▶ **TEKS TERSEDIA**
Sejumlah penganut teori konspirasi meyakini teknologi milik AS, High-frequency Active Auroral Research Program (HAARP), berada di balik gempa dahsyat di Turki dan Suriah. Simak fakta-fakta uniknya.

Tak lama setelah gempa besar itu terjadi, media sosial dibanjiri tudingan bahwa bencana ini disebabkan oleh teknologi rekayasa kebumian (geo-engeneering) dengan berbagai indikasi, salah satunya petir.

Para penggemar teori konspirasi, yang menurut para ahli kebanyakan bermasalah secara psikologis, menunjuk teknologi HAARP milik AS sebagai tersangkanya. 

Para pejabat pun tak ketinggalan tren. Wali Kota Ankara, Turki, Ibrahim Melih Gokcek, dikutip dari Arab News, menyatakan ini bukan kali pertama bagi Turki menjadi target gempa "buatan manusia".

Imajinasi soal HAARP ini berlanjut dengan klaim bukti berupa petir saat gempa.

Seorang pengguna Twitter mengklaim sambaran petir sebelum gempa bumi "selalu terjadi dalam operasi [HAARP]" dengan mengatakan gempa bumi "terlihat seperti operasi penghukuman oleh NATO atau AS."

Sedahsyat Itukah HAARP?

HAARP atau High-frequency Active Auroral Research Program, dikutip dari situs University of Alaska Fairbanks, adalah program penelitian ionosfer (lapisan atmosfer yang terionisasi karena menyerap radiasi Matahari) yang didanai oleh militer AS, pemerintah, dan Universitas Alaska.

Program ini bertujuan untuk menganalisis ionosfer untuk kemajuan teknologi. Alat utamanya adalah pemancar (transmitter) frekuensi tinggi. HAARP pun disebut sebagai "pemancar bertenaga tinggi dan frekuensi tinggi yang paling mampu untuk mempelajari ionosfer".

Ada dua instrumen riset kunci pada program HAARP.

Pertama, The Ionospheric Research Instrument (IRI), yakni sebuah pemancar bertenaga tinggi yang beroperasi di rentang Frekuensi Tinggi. IRI bisa digunakan untuk secara temporer memicu area tertentu pada ionosfer untuk studi ilmiah.

Kedua, seperangkat instrument ilmiah dan diagnostik yang canggih yang dapat digunakan untuk mengobservasi proses fisik yang terjadi di area tertentu itu.

Observasi menggunakan kedua alat tersebut dapat membuat para ilmuwan mendapat pengertian yang lebih baik tentang proses yang terus terjadi di bawah simulasi alami Matahari.

Pada 11 Agustus 2015, militer AS memindahkan fasilitas riset ini ke University of Alaska Fairbanks. Hal tersebut membuat program HAARP dapat berlanjut dengan eksplorasi fenomena ionosfer lewat riset kooperatif berbasis daratan dan persetujuan pengembangan.

Apa Keunikan HAARP? 

Dikutip dari 'Opportunities for High-Power, High-Frequency Transmitters to Advance Ionospheric/Thermospheric Research: Report of a Workshop' milik National Academies of Sciences, Engineering, and Medicine (2014), HAARP bermula dari keputusan Kongres AS pada 1990.

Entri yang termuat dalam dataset
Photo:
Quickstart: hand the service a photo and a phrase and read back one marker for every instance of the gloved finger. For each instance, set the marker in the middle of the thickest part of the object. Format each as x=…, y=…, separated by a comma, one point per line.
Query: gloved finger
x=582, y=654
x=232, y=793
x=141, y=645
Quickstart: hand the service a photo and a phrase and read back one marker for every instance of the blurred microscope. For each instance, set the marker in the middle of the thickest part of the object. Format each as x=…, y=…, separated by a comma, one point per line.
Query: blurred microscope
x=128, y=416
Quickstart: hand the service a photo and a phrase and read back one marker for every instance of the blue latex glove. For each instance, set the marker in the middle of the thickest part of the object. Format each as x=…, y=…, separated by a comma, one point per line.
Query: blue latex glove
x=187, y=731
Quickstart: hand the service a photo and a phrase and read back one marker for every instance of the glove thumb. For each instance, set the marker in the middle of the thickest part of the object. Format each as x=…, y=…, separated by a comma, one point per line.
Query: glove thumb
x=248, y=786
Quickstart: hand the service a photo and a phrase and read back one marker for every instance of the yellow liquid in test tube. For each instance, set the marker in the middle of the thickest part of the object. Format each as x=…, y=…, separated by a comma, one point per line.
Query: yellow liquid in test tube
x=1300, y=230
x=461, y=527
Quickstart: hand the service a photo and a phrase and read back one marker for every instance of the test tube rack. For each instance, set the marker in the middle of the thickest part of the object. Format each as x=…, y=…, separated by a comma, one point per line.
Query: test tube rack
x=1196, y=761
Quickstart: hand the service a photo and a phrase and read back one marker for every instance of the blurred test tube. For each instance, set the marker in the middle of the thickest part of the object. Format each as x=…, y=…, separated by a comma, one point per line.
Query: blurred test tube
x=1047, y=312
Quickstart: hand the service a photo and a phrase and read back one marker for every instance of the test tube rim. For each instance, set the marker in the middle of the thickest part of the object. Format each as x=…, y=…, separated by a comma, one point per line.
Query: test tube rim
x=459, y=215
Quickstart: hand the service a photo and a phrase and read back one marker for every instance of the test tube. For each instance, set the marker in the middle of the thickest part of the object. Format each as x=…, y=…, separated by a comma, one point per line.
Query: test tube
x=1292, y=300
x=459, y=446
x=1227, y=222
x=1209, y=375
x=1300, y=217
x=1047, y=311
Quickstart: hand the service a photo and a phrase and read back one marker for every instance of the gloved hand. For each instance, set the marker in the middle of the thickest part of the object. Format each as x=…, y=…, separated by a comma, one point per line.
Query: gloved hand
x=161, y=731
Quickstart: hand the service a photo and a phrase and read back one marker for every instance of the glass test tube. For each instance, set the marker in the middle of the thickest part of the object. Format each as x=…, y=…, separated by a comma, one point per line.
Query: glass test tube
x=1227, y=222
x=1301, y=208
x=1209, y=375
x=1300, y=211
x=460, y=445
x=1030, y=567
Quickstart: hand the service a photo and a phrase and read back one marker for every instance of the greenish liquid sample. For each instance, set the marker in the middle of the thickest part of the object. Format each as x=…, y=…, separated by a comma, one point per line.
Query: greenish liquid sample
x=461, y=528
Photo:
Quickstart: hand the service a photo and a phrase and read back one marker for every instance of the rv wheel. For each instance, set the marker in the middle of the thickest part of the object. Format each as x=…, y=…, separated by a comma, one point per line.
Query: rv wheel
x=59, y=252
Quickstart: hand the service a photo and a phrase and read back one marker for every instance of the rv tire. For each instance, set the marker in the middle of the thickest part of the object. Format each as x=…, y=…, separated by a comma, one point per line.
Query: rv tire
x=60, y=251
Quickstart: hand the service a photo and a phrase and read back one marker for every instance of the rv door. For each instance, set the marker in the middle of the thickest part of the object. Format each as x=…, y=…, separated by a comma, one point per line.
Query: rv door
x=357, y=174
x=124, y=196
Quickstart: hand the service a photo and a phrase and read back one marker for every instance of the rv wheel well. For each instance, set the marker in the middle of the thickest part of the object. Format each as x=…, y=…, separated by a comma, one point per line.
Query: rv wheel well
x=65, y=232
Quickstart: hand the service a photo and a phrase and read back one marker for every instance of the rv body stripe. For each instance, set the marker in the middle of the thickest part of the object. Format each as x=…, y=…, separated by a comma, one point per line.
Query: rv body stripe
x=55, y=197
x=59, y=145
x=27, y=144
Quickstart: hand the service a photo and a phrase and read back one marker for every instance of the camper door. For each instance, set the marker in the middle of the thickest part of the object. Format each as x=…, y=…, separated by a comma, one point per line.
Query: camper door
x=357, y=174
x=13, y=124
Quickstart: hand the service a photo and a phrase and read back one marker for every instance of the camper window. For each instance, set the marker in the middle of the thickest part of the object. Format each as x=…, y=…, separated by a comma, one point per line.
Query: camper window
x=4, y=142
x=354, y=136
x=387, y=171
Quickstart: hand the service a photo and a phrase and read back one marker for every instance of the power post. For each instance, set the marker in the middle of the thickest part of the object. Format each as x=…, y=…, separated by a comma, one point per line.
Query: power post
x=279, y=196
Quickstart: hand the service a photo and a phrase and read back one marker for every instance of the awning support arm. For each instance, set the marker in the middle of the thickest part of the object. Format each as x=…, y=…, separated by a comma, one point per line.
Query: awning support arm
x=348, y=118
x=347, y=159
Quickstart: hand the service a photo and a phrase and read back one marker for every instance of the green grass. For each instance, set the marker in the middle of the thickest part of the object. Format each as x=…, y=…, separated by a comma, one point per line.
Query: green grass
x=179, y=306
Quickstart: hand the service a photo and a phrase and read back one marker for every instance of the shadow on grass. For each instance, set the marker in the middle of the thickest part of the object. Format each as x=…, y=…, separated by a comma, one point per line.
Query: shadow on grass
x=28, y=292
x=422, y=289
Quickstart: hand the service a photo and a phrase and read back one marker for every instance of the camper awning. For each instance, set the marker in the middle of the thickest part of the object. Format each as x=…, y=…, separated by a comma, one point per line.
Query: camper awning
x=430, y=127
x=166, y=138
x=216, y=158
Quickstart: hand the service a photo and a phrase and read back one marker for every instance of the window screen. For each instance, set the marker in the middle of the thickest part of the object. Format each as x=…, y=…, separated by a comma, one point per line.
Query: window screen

▶ **PERMINTAAN TUGAS 1**
Salin bagian teks tentang HAARP, mulai dari "Para penggemar teori" dan terus hingga "petir saat gempa.".
▶ **PERMINTAAN TUGAS 2**
Bisakah Anda meneruskan teks tentang HAARP mulai setelah kalimat terakhir yang tertera?

▶ **RUANG JAWABAN 1**
Para penggemar teori konspirasi, yang menurut para ahli kebanyakan bermasalah secara psikologis, menunjuk teknologi HAARP milik AS sebagai tersangkanya. 

Para pejabat pun tak ketinggalan tren. Wali Kota Ankara, Turki, Ibrahim Melih Gokcek, dikutip dari Arab News, menyatakan ini bukan kali pertama bagi Turki menjadi target gempa "buatan manusia".

Imajinasi soal HAARP ini berlanjut dengan klaim bukti berupa petir saat gempa.

▶ **RUANG JAWABAN 2**
Saat itu, lembaga para senator tersebut mengikuti rekomendasi dari beberapa panel ilmiah.

Bahwa, ada kebutuhan mendesak untuk membangun fasilitas eksperimental "terdepan di dunia" di AS yang berbasis pemanas (heater) dengan cakupan frekuensi pemancar yang luas dan daya melebihi ambang teoritis.

Fasilitas ini pun sudah membuat terobosan berupa sejumlah fisika terobosan, selain berperan penting dalam melatih pekerja masa depan dalam ilmu radio dan disiplin ilmu yang berhubungan dengan ruang angkasa.

HAARP terletak di 62,39° Lintang Utara, 145,15° Bujur Barat, yang diterjemahkan menjadi 63,09° Lintang Magnetik Utara dan 92,44° Bujur Magnetik Barat.

Pada garis lintang magnet ini, HAARP dapat mengamati daerah yang kaya akan fenomena geofisika. Dalam kondisi yang cukup aktif, HAARP dapat berada di zona aurora, atau bahkan di tudung kutub pada tingkat aktivitas yang lebih tinggi.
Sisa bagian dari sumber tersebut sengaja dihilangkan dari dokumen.